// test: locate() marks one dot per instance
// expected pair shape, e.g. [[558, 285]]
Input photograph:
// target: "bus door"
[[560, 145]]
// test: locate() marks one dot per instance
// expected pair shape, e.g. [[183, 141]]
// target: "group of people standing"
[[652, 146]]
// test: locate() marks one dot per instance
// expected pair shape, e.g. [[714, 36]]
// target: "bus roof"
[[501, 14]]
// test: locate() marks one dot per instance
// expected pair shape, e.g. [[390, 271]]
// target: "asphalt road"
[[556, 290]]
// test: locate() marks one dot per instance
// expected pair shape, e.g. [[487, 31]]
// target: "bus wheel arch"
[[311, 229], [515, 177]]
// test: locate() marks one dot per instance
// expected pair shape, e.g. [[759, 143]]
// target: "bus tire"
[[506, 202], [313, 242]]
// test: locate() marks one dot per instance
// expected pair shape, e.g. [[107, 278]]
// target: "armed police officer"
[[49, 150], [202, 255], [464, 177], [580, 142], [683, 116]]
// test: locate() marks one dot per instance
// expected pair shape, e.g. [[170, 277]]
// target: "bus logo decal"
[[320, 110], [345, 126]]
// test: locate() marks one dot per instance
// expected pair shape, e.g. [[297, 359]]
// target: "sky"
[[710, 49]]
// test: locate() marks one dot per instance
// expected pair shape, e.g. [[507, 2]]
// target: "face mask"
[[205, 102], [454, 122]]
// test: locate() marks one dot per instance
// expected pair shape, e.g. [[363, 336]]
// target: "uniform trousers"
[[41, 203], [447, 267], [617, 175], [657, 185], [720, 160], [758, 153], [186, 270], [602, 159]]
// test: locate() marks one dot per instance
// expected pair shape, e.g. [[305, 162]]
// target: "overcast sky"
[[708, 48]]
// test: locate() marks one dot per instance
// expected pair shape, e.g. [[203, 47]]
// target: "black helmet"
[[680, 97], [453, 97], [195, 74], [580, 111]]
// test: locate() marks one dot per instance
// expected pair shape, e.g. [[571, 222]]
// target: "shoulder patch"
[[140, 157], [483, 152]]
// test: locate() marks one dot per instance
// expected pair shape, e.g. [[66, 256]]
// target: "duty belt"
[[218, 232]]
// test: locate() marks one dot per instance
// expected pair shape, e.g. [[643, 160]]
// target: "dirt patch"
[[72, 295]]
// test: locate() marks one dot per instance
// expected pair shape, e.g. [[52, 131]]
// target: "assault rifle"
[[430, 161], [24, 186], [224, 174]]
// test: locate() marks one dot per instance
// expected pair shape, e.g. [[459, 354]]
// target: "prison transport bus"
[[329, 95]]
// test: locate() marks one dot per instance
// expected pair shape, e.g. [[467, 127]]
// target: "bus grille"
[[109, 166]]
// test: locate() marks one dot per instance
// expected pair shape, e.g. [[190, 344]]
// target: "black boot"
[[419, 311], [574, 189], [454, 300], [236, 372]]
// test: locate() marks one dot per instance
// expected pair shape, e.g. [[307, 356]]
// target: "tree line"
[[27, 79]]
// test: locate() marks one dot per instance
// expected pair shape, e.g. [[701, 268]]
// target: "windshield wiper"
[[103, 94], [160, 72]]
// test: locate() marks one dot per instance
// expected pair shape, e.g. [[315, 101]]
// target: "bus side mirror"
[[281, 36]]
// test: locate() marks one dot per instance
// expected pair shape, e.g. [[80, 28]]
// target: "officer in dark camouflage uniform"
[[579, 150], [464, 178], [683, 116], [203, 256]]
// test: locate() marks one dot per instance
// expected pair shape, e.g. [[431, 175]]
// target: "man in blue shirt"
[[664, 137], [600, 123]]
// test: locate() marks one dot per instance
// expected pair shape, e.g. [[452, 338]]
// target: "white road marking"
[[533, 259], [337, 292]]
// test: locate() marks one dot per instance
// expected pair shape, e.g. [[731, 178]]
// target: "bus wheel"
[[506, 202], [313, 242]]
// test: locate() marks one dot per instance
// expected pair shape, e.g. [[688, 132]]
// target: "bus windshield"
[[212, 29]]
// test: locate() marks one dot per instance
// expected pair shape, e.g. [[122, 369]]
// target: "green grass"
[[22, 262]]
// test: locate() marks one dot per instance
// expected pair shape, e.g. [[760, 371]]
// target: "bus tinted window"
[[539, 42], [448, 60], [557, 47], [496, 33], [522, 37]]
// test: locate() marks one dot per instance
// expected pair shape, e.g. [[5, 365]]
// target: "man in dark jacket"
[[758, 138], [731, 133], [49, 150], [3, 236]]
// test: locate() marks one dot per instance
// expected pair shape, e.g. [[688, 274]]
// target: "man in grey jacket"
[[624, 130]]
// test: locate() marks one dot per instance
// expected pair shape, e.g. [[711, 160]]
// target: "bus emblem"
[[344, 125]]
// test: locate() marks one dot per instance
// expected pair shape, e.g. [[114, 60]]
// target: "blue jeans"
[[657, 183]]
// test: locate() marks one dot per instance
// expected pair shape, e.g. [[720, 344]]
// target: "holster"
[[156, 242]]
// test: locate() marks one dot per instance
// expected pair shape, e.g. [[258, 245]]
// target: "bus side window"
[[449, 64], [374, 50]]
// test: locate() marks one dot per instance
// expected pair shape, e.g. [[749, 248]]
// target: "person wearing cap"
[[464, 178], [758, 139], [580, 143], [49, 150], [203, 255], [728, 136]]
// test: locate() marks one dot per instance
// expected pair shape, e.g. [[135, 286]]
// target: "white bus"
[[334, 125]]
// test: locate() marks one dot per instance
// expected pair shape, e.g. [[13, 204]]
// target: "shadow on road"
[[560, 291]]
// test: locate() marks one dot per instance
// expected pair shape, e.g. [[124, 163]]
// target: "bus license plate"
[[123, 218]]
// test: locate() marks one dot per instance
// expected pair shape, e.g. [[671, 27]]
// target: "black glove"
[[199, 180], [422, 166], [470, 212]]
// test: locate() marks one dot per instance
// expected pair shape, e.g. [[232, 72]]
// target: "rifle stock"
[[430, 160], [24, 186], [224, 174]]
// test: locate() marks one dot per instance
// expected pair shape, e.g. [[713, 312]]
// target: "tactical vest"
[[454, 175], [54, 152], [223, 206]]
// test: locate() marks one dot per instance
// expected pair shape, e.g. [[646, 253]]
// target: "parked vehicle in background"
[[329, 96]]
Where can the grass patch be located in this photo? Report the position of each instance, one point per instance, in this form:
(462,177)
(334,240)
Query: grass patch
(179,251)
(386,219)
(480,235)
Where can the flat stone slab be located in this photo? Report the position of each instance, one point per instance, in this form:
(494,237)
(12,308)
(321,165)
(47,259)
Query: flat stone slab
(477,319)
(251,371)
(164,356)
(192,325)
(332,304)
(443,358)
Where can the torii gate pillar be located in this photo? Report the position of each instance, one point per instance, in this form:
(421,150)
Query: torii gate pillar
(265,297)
════════
THE TASK — Put the stretch from the start of the entries through the line containing "[[72, 295]]" into a two-column CSV with the columns entry_text and answer, one row per entry. Place each value in a single quoted field and replace any line breaks with spaces.

EXPECTED ANSWER —
entry_text,answer
"// test: locate() marks one dot per instance // expected pair shape, e.g. [[558, 285]] Input photograph: // target: ""bus door""","[[560, 145]]"
"// test: locate() marks one dot per instance // expected pair shape, e.g. [[183, 141]] // target: ""group of people standing""","[[652, 146]]"
"// test: locate() marks one dot per instance // expected pair shape, e.g. [[714, 36]] // target: ""bus roof""","[[501, 14]]"
"// test: locate() marks one dot per instance // expected pair shape, e.g. [[390, 271]] // target: ""asphalt road""","[[556, 290]]"
"// test: locate() marks one dot per instance // expected pair shape, e.g. [[487, 31]] // target: ""bus wheel arch""","[[311, 229], [515, 177]]"
"// test: locate() marks one dot per instance // expected pair shape, e.g. [[759, 143]] // target: ""bus tire""","[[506, 202], [313, 242]]"
"// test: locate() marks one dot per instance // expected pair shape, e.g. [[107, 278]] // target: ""armed police officer""","[[49, 150], [202, 255], [464, 177], [580, 142], [683, 116]]"
"// test: locate() marks one dot per instance // expected pair shape, e.g. [[170, 277]] // target: ""bus logo decal""","[[320, 110], [345, 126]]"
"// test: locate() marks one dot per instance // expected pair shape, e.g. [[297, 359]] // target: ""sky""","[[710, 49]]"
"// test: locate() marks one dot per instance // expected pair shape, e.g. [[507, 2]] // target: ""face mask""","[[205, 102], [454, 122]]"
"// test: locate() marks one dot per instance // expected pair shape, e.g. [[363, 336]] // target: ""uniform trousers""","[[41, 203], [447, 267], [617, 175], [657, 185], [720, 160], [758, 153], [186, 270], [602, 159]]"
"// test: locate() marks one dot per instance // expected pair shape, e.g. [[305, 162]] // target: ""overcast sky""","[[708, 48]]"
"// test: locate() marks one dot per instance // expected pair shape, e.g. [[203, 47]] // target: ""black helmet""","[[680, 97], [453, 97], [195, 74], [580, 111]]"
"// test: locate() marks one dot per instance // expected pair shape, e.g. [[571, 222]] // target: ""shoulder patch""","[[140, 157], [483, 152]]"
"// test: locate() marks one dot per instance // expected pair shape, e.g. [[66, 256]] // target: ""duty belt""","[[218, 232]]"
"// test: locate() marks one dot per instance // expected pair shape, e.g. [[643, 160]] // target: ""dirt patch""","[[72, 295]]"